Dal testo di Francesco Zanotto
"Gli assalitori del castello erano
giovani delle vicine città e della stessa Trivigi (... ) Le armi scambievoli
con cui combattevano gli assalitori e le difenditrici erano fiori, aranci,
poma, confetture e acque odorose ( ... ). Gli assalitori erano divisi in tre
schiere: Padovani, Trivigiani e Veneziani, e ognuna aveva per segnale il
vessillo delle proprie città ( ... ) quando tutto ad un tratto accadde un tale
disordine, avvegnachè mentre i giovani Veneziani da un lato valorosamente
combattendo, presa una porta, erano per piantare in breve nel castello il loro
stendardo ... ( ... ) i Padovani fecero insulto all'alfiere veneziano ...
"
Giuseppe Gatteri
Cosa ci racconta il disegno di Gatteri.
Anche un gioco,
quale quello svoltosi in piazza a Treviso, fra dame e cavalieri, si può risolvere in battaglia
quando sullo sfondo ci stanno vecchi risentimenti. Così il castello d'amore si
rivelò un segnale per la guerra anche se la cosa poi si risolse in una
mezza burla ...
35 - LA SCHEDA
STORICA
Alla notizia della morte
del vecchio doge Enrico Dandolo giunta a Venezia solo dopo cinquanta giorni, si
radunò immediatamente l'Assemblea per l'elezione del nuovo doge che venne
scelto nella persona di Pietro Ziani figlio del precedente doge Sebastiano e
come il padre abile commerciante e speculatore.
Una volta conquistata l'isola di Creta, fu proprio Ziani a
mandarvi Jacopo Tiepolo col titolo di "duca" di Candia per tentare di
affermare una volta per tutte l'organizzazione e l'autorità politica veneziane,
cosa che seppur con una certa fatica infine si realizzò.
Ma durante il dogato dello Ziani si incominciò soprattutto a
raccogliere i frutti dell'egemonia commerciale che Venezia si era assicurata
con la conquista di Costantinopoli e del suo impero.
Da Negroponte e dal Peloponneso potevano ora prendere la via
grossi carichi di frumento, legname e seta, mentre dal Bosforo era ormai facile
raggiungere i porti ed i mercati del Mar Nero e della Crimea in particolare.
Questa condizione privilegiata si traduceva per la città in
un costante incremento dei commerci e di conseguenza delle attività e della
ricchezza locali. Le concerie di pelli, specie concentrate alla Giudecca, le
tessiture di lana, le vetrerie, così numerose queste ultime già alla fine del
Duecento che il governo ducale si vide costretto a trasferirle in massa
nell'isola di Murano, ed infine l'importante industria delle costruzioni navali
attiva soprattutto all'Arsenale di Stato conobbero nei primi decenni del secolo
un vero e proprio boom.
Accanto alla produzione di grandi navi da guerra o di
mercantili, Venezia produceva inoltre un gran numero di piccole e medie
imbarcazioni adatte alla navigazione fluviale che pur manteneva ancora la sua
importanza. Attraverso le arterie fluviali infatti (Brenta, Adige e
Bacchiglione), Venezia entrava in contatto commerciale con l'immediato
entroterra veneto e con i suoi Comuni e tra questi, in particolare, con quello
padovano e trevigiano.

Voci del dataset
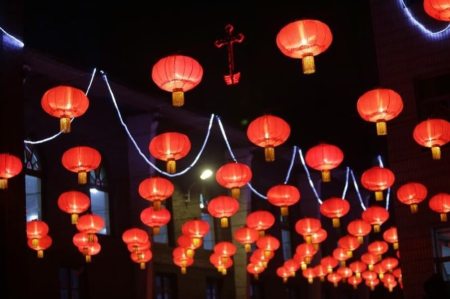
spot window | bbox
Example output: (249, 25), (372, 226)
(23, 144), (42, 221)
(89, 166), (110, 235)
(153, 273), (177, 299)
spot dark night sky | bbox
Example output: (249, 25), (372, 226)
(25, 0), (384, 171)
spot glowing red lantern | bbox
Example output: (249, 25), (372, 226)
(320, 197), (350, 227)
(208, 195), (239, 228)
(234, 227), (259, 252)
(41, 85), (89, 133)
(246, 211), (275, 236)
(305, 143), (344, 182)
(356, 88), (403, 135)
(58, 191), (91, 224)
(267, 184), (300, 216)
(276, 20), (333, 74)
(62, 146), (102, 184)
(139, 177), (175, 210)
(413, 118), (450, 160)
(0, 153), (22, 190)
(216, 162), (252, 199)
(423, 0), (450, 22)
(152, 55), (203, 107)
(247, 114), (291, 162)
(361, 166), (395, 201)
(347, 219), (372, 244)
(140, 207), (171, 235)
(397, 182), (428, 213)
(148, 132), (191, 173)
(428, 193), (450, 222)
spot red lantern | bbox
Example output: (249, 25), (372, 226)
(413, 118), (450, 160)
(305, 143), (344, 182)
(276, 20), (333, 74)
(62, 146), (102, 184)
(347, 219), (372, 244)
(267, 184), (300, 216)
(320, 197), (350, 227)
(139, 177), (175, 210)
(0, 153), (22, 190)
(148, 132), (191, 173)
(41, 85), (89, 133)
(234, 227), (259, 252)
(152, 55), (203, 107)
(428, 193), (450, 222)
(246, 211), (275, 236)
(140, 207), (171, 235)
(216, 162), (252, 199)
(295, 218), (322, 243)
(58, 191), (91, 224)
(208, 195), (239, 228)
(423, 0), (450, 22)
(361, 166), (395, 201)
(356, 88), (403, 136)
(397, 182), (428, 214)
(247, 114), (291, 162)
...
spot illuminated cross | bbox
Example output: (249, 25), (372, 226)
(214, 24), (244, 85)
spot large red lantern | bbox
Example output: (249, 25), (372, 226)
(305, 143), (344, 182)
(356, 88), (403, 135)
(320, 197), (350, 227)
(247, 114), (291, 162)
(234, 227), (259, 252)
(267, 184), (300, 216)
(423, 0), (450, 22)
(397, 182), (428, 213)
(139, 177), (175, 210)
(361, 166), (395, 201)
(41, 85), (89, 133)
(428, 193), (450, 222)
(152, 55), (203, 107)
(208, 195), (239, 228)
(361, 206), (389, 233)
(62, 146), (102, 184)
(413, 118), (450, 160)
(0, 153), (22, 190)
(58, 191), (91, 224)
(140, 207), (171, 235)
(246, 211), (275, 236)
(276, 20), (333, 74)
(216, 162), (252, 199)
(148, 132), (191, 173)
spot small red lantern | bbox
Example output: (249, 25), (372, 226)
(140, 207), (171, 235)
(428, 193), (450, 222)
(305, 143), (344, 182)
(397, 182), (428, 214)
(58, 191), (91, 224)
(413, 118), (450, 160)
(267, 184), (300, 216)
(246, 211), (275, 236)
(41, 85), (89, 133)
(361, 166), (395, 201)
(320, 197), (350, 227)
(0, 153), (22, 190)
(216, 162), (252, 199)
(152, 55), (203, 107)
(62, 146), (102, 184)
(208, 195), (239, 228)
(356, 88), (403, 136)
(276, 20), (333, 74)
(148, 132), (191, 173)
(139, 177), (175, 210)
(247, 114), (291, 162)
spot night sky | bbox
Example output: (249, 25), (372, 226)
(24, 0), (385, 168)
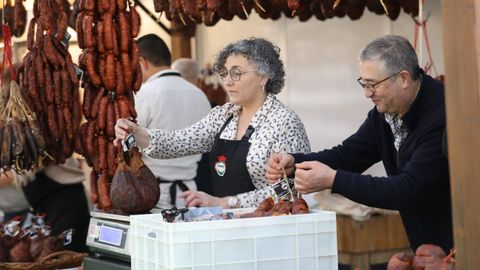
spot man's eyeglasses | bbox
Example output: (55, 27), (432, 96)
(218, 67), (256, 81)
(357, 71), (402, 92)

* [CONSEGNE]
(a) Ricopia fedelmente il passo del testo di riferimento che va da "Giuseppe Gatteri" a "commerciante e speculatore.".
(b) Elenca le armi con cui, secondo il testo di riferimento, combattevano gli assalitori e le difenditrici del castello.
(c) Nel testo di riferimento, chi fu mandato da Ziani a Creta con il titolo di "duca" di Candia?
Per rispondere ci si basi unicamente sul testo di riferimento.

* [SOLUZIONI COMPLETE]
(a)
Giuseppe Gatteri
Cosa ci racconta il disegno di Gatteri.
Anche un gioco,
quale quello svoltosi in piazza a Treviso, fra dame e cavalieri, si può risolvere in battaglia
quando sullo sfondo ci stanno vecchi risentimenti. Così il castello d'amore si
rivelò un segnale per la guerra anche se la cosa poi si risolse in una
mezza burla ...
35 - LA SCHEDA
STORICA
Alla notizia della morte
del vecchio doge Enrico Dandolo giunta a Venezia solo dopo cinquanta giorni, si
radunò immediatamente l'Assemblea per l'elezione del nuovo doge che venne
scelto nella persona di Pietro Ziani figlio del precedente doge Sebastiano e
come il padre abile commerciante e speculatore.

(b) Fiori, aranci, poma, confetture e acque odorose.

(c) Jacopo Tiepolo.